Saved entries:

⟨

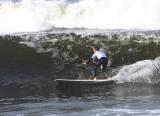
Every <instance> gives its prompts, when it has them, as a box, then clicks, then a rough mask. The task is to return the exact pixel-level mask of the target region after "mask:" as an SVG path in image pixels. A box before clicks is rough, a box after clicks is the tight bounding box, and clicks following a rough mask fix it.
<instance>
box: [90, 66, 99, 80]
mask: <svg viewBox="0 0 160 116" xmlns="http://www.w3.org/2000/svg"><path fill="white" fill-rule="evenodd" d="M97 68H98V66H97V65H94V67H93V76H92V77H91V78H90V79H91V80H93V79H96V76H97Z"/></svg>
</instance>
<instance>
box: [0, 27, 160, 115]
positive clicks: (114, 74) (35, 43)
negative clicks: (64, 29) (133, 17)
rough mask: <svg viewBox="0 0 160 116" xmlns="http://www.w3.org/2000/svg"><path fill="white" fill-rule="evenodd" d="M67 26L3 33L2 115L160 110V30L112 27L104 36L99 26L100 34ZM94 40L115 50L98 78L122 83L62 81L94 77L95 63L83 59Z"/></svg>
mask: <svg viewBox="0 0 160 116" xmlns="http://www.w3.org/2000/svg"><path fill="white" fill-rule="evenodd" d="M57 30H58V29H57ZM60 30H62V32H63V33H60ZM66 30H67V29H65V31H64V29H59V32H58V33H55V32H52V31H51V32H48V31H46V32H41V33H40V32H36V33H17V34H11V35H2V36H1V37H0V53H1V54H0V58H1V60H0V114H1V115H2V116H28V115H29V116H34V115H35V116H66V115H68V116H75V115H77V116H80V115H84V116H88V115H90V116H95V115H96V116H104V115H109V116H111V115H113V116H114V115H117V116H125V115H126V116H128V115H129V116H130V115H148V116H153V115H154V116H155V115H157V116H158V115H160V112H159V101H160V100H159V90H160V89H159V82H160V58H159V55H160V54H159V53H160V45H159V41H158V34H159V31H144V32H141V31H136V32H135V31H129V32H128V31H123V32H120V33H117V32H116V33H117V34H115V32H109V33H108V31H107V32H106V35H104V34H98V32H99V30H97V34H96V33H95V31H94V33H95V34H93V33H92V34H86V33H84V34H82V32H83V31H80V29H78V30H76V29H75V33H76V32H81V34H75V33H68V32H69V31H71V30H70V29H68V31H67V33H64V32H66ZM90 31H93V30H90ZM102 32H103V33H104V31H102ZM128 33H133V35H130V36H129V37H128ZM135 33H139V35H135ZM141 33H143V34H144V35H143V36H142V35H141V36H140V34H141ZM153 34H154V35H155V38H154V39H153V38H150V36H151V35H153ZM127 37H128V38H127ZM94 45H100V46H101V47H102V48H103V49H101V50H103V51H104V52H107V53H108V54H109V64H108V68H107V70H106V72H105V73H104V74H103V75H101V73H99V74H98V78H100V77H101V76H103V78H107V77H112V78H113V79H114V80H115V81H116V83H115V84H104V85H101V86H79V87H77V86H71V87H66V86H64V87H63V86H61V87H59V86H57V83H55V81H54V80H55V79H88V78H89V77H90V76H92V71H91V68H90V66H87V67H85V66H81V63H82V58H89V57H90V56H91V54H92V51H91V47H92V46H94Z"/></svg>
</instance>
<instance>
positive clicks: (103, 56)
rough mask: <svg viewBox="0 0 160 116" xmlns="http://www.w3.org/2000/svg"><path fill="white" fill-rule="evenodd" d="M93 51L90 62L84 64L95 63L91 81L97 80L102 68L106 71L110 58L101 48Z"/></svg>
mask: <svg viewBox="0 0 160 116" xmlns="http://www.w3.org/2000/svg"><path fill="white" fill-rule="evenodd" d="M92 51H93V55H92V57H91V58H90V59H89V60H88V61H86V60H85V61H84V64H89V63H93V65H94V67H93V72H94V74H93V77H91V78H90V79H93V80H96V76H97V69H99V68H100V69H101V70H102V71H103V72H104V71H105V69H106V67H107V64H108V56H107V55H106V54H105V53H104V52H102V51H100V48H99V47H98V46H95V47H93V48H92Z"/></svg>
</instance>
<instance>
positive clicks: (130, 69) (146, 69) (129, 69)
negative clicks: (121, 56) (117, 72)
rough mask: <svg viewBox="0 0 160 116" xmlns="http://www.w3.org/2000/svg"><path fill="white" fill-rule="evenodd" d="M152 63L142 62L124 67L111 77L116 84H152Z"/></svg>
mask: <svg viewBox="0 0 160 116" xmlns="http://www.w3.org/2000/svg"><path fill="white" fill-rule="evenodd" d="M153 62H154V61H152V60H144V61H139V62H136V63H134V64H131V65H127V66H124V67H123V68H122V69H120V71H119V73H118V74H117V75H116V76H115V77H113V78H114V79H115V80H117V81H118V83H125V82H141V83H152V76H153V69H154V63H153Z"/></svg>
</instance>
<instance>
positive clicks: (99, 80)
mask: <svg viewBox="0 0 160 116" xmlns="http://www.w3.org/2000/svg"><path fill="white" fill-rule="evenodd" d="M55 81H56V82H57V83H58V84H107V83H108V84H112V83H115V81H114V80H113V79H112V78H108V79H97V80H72V79H56V80H55Z"/></svg>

⟩

## What you should do
Write out the records exactly. Do not carry the pictures over.

## Exercise answer
Every <instance> gives its prompts, when it has them, as a box, then clicks, then a rough mask. The task is to return the exact pixel-level mask of the target region after "mask:" as an SVG path in image pixels. A box before clicks is rough, a box after clicks is the tight bounding box, and clicks following a rough mask fix it.
<instance>
box: [90, 66, 99, 80]
mask: <svg viewBox="0 0 160 116" xmlns="http://www.w3.org/2000/svg"><path fill="white" fill-rule="evenodd" d="M97 68H98V66H97V65H94V67H93V76H92V77H91V78H90V79H91V80H93V79H96V76H97Z"/></svg>
</instance>
<instance>
box: [0, 27, 160, 115]
positive clicks: (114, 74) (35, 43)
negative clicks: (64, 29) (133, 17)
rough mask: <svg viewBox="0 0 160 116" xmlns="http://www.w3.org/2000/svg"><path fill="white" fill-rule="evenodd" d="M67 26L3 33L2 115L160 110V30L112 27L104 36L99 26L100 34ZM94 40L115 50L98 78L122 83L62 81L94 77L95 63L83 59Z"/></svg>
mask: <svg viewBox="0 0 160 116" xmlns="http://www.w3.org/2000/svg"><path fill="white" fill-rule="evenodd" d="M57 30H58V29H57ZM60 30H62V32H63V33H60ZM66 30H67V29H65V31H64V29H59V32H58V33H55V32H52V31H51V32H48V31H46V32H41V33H40V32H36V33H17V34H11V35H2V36H1V37H0V53H1V54H0V58H1V60H0V114H1V115H2V116H28V115H29V116H34V115H35V116H66V115H68V116H75V115H77V116H80V115H84V116H88V115H90V116H95V115H96V116H104V115H109V116H111V115H113V116H114V115H117V116H125V115H126V116H128V115H129V116H130V115H148V116H153V115H154V116H155V115H157V116H158V115H160V112H159V101H160V100H159V90H160V89H159V82H160V58H159V55H160V54H159V53H160V45H159V41H158V34H159V31H144V32H141V31H136V32H135V31H129V32H128V31H123V32H120V33H117V32H116V33H117V34H115V32H109V33H108V31H107V32H106V35H104V34H98V32H99V30H97V34H96V33H95V31H94V33H95V34H93V33H92V34H86V33H84V34H82V32H83V31H80V29H78V30H76V29H75V33H76V32H81V34H75V33H68V32H69V31H71V30H70V29H68V31H67V33H64V32H66ZM90 31H93V30H90ZM102 32H103V33H104V31H102ZM128 33H133V35H130V36H129V37H128ZM135 33H139V35H135ZM141 33H143V34H144V35H143V36H142V35H141V36H140V34H141ZM153 34H154V35H155V38H154V39H153V38H150V36H151V35H153ZM127 37H128V38H127ZM94 45H100V46H101V47H102V48H103V49H101V50H103V51H104V52H107V53H108V54H109V64H108V68H107V70H106V72H105V73H104V74H103V75H101V73H99V74H98V78H100V77H101V76H103V78H107V77H112V78H113V79H114V80H115V81H116V83H115V84H104V85H101V86H79V87H77V86H71V87H66V86H64V87H63V86H61V87H59V86H57V83H55V81H54V80H55V79H88V78H89V77H90V76H92V71H91V68H90V66H87V67H85V66H81V63H82V58H89V57H90V56H91V54H92V51H91V47H92V46H94Z"/></svg>
</instance>
<instance>
positive clicks: (103, 56)
rough mask: <svg viewBox="0 0 160 116" xmlns="http://www.w3.org/2000/svg"><path fill="white" fill-rule="evenodd" d="M93 51L90 62L84 64L95 63L91 81L97 80L102 68L106 71L110 58L101 48Z"/></svg>
mask: <svg viewBox="0 0 160 116" xmlns="http://www.w3.org/2000/svg"><path fill="white" fill-rule="evenodd" d="M92 51H93V55H92V57H91V58H90V59H89V60H88V61H86V60H85V61H84V64H89V63H93V65H94V67H93V72H94V74H93V77H91V78H90V79H93V80H96V76H97V69H99V68H100V69H101V70H102V71H103V72H104V71H105V69H106V67H107V64H108V56H107V55H106V54H105V53H104V52H102V51H100V48H99V47H98V46H95V47H93V48H92Z"/></svg>
</instance>
<instance>
positive clicks: (130, 69) (146, 69) (129, 69)
negative clicks: (121, 56) (117, 72)
rough mask: <svg viewBox="0 0 160 116" xmlns="http://www.w3.org/2000/svg"><path fill="white" fill-rule="evenodd" d="M152 63L142 62L124 67L111 77L116 84H152Z"/></svg>
mask: <svg viewBox="0 0 160 116" xmlns="http://www.w3.org/2000/svg"><path fill="white" fill-rule="evenodd" d="M153 62H154V61H152V60H144V61H139V62H136V63H134V64H131V65H127V66H124V67H123V68H122V69H120V71H119V73H118V74H117V75H116V76H115V77H113V78H114V79H115V80H117V81H118V83H125V82H141V83H152V76H153V69H154V63H153Z"/></svg>
</instance>
<instance>
positive clicks: (99, 80)
mask: <svg viewBox="0 0 160 116" xmlns="http://www.w3.org/2000/svg"><path fill="white" fill-rule="evenodd" d="M55 81H56V82H57V83H58V84H107V83H108V84H112V83H115V81H114V80H113V79H112V78H108V79H97V80H72V79H56V80H55Z"/></svg>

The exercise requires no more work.